>> START

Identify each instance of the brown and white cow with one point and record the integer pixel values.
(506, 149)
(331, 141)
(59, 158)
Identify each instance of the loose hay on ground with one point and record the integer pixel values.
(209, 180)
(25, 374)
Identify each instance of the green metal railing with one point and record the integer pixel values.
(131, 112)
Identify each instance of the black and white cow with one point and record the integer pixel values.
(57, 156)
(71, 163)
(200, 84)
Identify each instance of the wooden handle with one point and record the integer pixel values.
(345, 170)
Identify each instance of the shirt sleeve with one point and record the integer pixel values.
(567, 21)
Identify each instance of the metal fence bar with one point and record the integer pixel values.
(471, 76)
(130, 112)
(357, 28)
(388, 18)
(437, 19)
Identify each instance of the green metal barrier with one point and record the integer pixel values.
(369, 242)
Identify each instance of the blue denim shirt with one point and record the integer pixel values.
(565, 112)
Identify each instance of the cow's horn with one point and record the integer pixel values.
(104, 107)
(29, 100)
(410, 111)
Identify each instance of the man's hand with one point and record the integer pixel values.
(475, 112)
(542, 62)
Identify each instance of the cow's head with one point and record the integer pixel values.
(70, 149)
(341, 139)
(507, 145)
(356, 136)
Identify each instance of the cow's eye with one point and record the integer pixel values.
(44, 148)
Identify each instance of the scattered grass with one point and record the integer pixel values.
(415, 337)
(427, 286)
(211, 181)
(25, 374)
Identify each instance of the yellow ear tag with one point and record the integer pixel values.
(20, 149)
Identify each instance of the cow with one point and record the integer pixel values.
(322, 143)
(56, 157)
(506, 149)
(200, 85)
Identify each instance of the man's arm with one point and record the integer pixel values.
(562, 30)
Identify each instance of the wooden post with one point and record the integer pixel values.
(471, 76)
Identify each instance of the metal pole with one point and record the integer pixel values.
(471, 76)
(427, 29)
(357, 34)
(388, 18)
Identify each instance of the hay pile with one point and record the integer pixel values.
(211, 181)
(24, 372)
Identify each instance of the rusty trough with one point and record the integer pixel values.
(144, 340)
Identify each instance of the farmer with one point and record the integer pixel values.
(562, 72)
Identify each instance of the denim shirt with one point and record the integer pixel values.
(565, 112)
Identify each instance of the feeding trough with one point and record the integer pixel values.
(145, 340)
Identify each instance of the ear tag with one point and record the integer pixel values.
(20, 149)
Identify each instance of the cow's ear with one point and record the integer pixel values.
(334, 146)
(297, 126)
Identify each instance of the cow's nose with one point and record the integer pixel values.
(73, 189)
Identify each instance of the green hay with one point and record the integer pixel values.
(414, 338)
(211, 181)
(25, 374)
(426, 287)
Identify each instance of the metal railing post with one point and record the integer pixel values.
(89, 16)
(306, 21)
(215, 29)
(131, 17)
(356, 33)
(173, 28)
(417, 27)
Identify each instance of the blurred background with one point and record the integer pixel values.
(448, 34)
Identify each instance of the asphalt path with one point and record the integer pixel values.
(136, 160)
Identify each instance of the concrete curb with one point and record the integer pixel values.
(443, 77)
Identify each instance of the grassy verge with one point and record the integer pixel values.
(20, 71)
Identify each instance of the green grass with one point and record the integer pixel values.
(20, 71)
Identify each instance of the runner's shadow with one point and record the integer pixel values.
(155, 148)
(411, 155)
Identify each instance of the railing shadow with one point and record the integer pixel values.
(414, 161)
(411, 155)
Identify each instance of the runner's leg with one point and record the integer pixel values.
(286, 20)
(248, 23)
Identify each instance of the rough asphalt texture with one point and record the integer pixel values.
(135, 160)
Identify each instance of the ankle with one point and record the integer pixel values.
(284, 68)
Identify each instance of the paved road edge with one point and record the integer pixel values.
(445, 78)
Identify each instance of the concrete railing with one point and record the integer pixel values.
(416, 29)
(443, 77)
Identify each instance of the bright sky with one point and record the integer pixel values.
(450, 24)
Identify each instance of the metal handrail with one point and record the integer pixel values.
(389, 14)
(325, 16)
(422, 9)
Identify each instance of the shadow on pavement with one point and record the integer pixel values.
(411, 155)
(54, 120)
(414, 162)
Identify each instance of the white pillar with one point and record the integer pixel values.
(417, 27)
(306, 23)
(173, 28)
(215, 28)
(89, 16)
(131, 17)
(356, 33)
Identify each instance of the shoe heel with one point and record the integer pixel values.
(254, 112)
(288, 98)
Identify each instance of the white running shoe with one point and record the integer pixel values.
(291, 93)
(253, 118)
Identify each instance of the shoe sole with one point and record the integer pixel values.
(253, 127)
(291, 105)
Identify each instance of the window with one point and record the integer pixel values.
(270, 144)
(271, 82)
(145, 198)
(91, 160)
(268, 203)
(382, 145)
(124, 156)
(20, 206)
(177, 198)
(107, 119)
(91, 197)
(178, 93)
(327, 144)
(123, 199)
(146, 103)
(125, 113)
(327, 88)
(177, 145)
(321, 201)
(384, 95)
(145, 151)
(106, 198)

>> END

**To do**:
Write out again, unchanged, every line from the line containing "Identify each instance of the runner's shadow" to the final line of the material above.

**Full output**:
Identify each instance of the runner's shadow with one point and record the integer pixel values.
(155, 148)
(411, 155)
Identify each instance of the railing shadow with one point and record the integer pixel values.
(414, 161)
(411, 155)
Identify each instance of the runner's leg with one point and record the integer pixel values.
(286, 20)
(248, 23)
Identify each instance of the rough asphalt texture with one point and record the integer pixel values.
(135, 160)
Identify each instance of the ankle with one point and record the integer pixel values.
(284, 68)
Identify each instance of the paved road edge with one point and record the integer pixel values.
(445, 78)
Identify each instance of the concrete railing with one point and record the integer pixel values.
(416, 29)
(443, 77)
Identify each instance of the bright sky with one point and record the integer pixel values.
(450, 24)
Identify each instance of the metal handrail with one point and record the integer pixel values.
(389, 14)
(325, 16)
(422, 9)
Identify each instance of the shadow on pavement with one point and record the integer pixel values.
(411, 155)
(54, 120)
(414, 162)
Identify each instance of the white pillar with one point and record the integer pixel values.
(417, 27)
(306, 23)
(173, 28)
(215, 28)
(89, 16)
(131, 17)
(356, 33)
Identify each instance of the shoe heel with one point and record the integer pixel values.
(254, 112)
(288, 98)
Identify each instance of the white running shoe with one point and record the integer pixel values.
(291, 93)
(253, 118)
Identify each instance of the shoe sole with one point and record the integer pixel values.
(253, 127)
(291, 105)
Identify each instance of the window with one point and record the integer pixel values.
(270, 144)
(271, 82)
(145, 198)
(91, 160)
(268, 203)
(382, 145)
(124, 156)
(20, 206)
(177, 198)
(107, 119)
(91, 197)
(178, 93)
(327, 144)
(123, 199)
(146, 103)
(125, 113)
(327, 88)
(177, 145)
(321, 201)
(384, 95)
(145, 151)
(106, 198)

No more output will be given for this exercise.